Exercise details
Collect every line of the material that contains the word "white".

Input
+---+

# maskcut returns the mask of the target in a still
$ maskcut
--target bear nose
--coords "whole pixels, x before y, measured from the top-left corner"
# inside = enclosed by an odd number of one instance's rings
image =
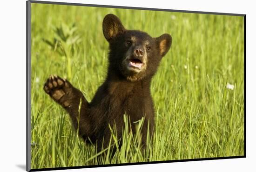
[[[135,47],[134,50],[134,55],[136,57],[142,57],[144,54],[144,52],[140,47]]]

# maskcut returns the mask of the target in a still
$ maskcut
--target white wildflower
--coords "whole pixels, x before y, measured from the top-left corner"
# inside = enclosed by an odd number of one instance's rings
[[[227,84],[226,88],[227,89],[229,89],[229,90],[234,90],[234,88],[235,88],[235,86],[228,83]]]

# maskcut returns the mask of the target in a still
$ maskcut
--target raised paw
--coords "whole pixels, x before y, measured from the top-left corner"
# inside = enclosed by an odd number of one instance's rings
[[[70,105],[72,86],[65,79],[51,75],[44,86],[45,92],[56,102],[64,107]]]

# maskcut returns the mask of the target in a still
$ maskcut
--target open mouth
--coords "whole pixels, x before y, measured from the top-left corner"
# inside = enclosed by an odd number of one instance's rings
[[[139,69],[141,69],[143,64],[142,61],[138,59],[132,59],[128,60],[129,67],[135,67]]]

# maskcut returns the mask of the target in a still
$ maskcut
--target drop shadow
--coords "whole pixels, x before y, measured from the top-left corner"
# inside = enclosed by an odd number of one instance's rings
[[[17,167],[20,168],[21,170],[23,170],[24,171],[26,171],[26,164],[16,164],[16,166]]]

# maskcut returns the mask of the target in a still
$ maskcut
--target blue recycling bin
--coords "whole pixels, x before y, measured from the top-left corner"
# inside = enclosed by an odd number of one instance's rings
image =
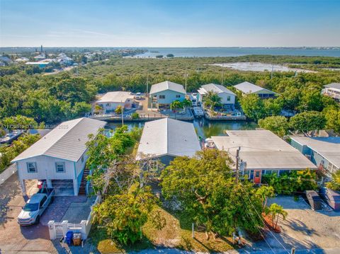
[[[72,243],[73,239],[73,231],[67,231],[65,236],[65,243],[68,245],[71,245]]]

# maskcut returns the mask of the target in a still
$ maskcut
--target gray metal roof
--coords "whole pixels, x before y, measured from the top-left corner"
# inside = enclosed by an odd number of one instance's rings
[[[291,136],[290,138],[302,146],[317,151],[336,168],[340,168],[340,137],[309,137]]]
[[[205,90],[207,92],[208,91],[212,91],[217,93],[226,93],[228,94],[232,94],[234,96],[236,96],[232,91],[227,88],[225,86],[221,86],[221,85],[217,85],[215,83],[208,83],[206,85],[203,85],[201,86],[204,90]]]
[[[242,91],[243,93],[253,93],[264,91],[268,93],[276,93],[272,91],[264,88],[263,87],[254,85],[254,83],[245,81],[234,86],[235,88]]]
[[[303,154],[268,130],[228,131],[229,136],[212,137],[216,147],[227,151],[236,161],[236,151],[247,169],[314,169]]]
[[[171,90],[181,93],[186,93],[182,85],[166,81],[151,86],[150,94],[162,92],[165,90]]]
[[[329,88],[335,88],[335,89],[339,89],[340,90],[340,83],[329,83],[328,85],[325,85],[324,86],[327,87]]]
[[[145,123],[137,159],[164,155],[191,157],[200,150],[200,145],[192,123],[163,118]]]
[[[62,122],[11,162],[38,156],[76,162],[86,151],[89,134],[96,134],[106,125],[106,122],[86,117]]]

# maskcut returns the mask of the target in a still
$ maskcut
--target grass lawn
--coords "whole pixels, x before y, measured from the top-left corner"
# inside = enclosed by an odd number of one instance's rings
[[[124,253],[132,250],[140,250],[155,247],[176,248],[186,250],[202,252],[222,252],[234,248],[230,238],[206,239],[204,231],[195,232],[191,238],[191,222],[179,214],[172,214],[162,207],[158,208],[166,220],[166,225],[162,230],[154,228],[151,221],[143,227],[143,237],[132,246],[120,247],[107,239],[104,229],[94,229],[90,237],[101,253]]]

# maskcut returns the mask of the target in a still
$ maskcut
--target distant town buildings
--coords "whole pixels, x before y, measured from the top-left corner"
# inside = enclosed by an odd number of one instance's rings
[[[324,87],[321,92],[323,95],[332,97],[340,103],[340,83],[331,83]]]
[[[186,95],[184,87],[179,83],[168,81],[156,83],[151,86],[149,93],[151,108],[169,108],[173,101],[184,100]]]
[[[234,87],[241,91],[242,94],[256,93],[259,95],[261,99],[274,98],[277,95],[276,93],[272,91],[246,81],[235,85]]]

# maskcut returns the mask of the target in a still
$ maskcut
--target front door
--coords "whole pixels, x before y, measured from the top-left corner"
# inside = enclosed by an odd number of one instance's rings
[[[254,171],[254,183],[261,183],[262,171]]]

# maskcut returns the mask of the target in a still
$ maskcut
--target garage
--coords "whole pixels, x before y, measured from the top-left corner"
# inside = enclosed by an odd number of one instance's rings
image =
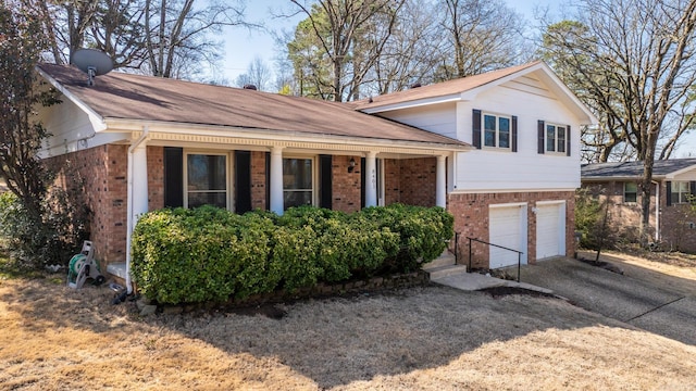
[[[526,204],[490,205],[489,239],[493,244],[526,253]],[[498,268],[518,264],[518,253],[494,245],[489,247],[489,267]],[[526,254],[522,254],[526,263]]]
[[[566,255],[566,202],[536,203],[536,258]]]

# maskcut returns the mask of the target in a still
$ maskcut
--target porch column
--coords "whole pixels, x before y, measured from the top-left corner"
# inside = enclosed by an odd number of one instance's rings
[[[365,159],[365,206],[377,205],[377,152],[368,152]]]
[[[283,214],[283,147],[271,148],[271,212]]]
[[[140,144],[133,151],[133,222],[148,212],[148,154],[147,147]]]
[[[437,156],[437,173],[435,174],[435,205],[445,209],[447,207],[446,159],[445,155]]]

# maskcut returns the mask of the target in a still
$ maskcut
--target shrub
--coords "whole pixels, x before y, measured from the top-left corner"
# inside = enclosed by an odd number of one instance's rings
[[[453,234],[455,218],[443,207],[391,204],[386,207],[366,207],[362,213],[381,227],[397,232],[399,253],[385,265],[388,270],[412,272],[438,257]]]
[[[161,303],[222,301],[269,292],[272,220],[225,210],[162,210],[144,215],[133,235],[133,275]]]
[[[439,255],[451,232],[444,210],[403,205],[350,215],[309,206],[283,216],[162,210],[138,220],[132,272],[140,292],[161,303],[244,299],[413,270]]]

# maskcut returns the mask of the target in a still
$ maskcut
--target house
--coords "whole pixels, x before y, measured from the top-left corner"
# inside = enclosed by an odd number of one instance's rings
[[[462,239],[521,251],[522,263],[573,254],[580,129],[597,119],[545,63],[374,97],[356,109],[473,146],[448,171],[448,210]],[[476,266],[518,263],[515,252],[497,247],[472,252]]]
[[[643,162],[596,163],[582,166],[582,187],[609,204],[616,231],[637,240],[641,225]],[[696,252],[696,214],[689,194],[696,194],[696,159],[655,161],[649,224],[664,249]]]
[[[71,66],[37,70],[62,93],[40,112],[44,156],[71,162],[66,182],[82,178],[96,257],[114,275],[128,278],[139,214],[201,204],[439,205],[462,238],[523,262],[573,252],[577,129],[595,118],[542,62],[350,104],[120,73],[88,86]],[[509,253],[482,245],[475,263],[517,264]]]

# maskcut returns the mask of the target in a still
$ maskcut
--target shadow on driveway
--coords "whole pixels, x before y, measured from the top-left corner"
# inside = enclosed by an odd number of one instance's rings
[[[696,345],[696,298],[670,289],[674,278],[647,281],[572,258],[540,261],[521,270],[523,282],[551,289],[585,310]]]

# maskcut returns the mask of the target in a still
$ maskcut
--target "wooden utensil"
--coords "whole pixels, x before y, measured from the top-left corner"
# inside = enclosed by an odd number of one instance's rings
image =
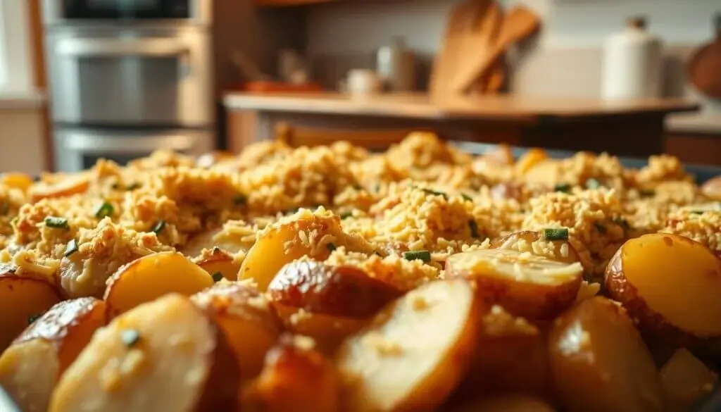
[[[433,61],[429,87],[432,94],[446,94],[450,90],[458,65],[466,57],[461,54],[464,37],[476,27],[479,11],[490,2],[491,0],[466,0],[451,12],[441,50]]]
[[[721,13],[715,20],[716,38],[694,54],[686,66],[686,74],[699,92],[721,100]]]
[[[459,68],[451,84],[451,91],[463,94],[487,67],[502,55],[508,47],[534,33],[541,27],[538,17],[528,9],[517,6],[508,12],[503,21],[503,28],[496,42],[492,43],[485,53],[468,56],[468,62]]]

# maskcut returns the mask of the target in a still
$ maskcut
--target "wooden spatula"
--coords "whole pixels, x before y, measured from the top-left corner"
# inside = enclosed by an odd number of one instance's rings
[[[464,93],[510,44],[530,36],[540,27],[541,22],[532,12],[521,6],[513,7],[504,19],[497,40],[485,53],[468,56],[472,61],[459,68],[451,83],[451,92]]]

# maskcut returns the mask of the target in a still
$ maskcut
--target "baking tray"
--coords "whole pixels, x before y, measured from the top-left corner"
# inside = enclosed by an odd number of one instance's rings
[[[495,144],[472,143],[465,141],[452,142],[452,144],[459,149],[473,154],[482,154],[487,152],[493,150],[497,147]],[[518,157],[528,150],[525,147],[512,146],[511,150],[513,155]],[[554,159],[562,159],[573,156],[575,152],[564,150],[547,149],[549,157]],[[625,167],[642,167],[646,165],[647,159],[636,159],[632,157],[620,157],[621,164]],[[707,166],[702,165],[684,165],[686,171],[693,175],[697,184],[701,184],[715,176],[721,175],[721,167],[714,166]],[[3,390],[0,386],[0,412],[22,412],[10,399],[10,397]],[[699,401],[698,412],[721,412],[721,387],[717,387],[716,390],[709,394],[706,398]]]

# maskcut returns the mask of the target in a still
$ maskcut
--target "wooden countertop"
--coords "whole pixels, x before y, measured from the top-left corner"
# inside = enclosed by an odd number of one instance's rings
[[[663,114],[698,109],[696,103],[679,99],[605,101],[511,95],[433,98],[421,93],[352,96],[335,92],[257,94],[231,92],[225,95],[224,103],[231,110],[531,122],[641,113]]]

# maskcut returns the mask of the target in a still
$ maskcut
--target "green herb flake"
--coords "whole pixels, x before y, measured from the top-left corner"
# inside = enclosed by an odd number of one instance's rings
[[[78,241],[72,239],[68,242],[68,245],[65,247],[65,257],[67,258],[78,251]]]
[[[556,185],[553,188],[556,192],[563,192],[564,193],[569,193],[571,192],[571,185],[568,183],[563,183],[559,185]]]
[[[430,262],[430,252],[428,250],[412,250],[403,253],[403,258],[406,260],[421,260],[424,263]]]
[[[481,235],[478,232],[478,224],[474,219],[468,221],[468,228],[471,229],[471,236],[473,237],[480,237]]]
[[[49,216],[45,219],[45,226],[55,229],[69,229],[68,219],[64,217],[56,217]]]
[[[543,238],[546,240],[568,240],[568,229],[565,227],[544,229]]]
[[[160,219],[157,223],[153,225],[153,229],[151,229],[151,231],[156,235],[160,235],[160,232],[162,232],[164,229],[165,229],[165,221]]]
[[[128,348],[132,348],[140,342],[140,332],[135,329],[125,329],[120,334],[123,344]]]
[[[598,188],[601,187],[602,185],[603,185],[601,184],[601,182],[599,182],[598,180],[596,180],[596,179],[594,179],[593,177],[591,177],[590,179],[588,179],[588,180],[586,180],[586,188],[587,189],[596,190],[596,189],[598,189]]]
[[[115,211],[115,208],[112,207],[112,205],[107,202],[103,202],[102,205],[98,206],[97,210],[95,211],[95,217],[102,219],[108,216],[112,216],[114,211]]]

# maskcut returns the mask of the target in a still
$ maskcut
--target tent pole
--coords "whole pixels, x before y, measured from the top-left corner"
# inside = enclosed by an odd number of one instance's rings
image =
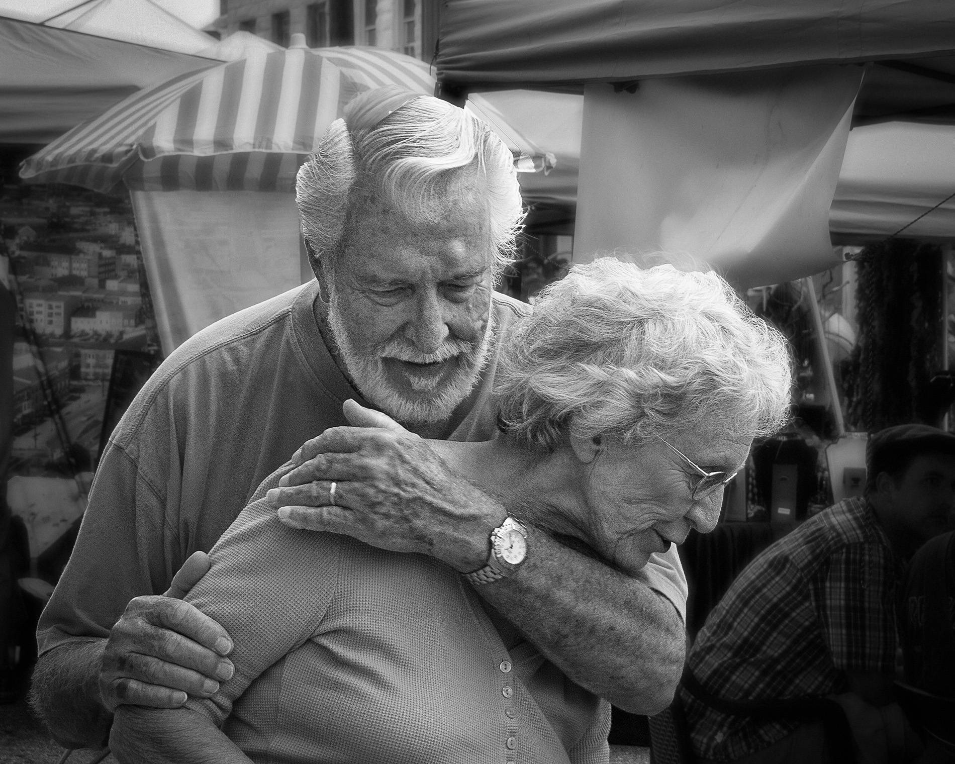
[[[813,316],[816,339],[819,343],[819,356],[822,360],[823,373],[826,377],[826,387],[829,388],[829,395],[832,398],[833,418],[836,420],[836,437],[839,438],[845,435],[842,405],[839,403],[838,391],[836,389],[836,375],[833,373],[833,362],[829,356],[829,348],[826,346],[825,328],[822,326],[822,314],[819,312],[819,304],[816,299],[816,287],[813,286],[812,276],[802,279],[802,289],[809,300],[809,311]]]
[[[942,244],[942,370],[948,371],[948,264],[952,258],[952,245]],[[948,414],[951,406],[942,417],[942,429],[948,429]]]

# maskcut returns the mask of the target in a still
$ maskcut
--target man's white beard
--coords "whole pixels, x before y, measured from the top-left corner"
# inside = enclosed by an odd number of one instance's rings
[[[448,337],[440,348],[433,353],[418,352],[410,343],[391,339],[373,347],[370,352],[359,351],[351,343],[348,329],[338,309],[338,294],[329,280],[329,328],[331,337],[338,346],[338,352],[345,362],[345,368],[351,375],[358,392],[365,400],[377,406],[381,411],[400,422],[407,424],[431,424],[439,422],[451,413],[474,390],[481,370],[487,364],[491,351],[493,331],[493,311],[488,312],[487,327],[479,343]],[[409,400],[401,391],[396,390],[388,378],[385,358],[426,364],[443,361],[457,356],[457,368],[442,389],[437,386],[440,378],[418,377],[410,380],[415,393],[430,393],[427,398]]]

+---+

Task answer
--target white wildflower
--target man's white beard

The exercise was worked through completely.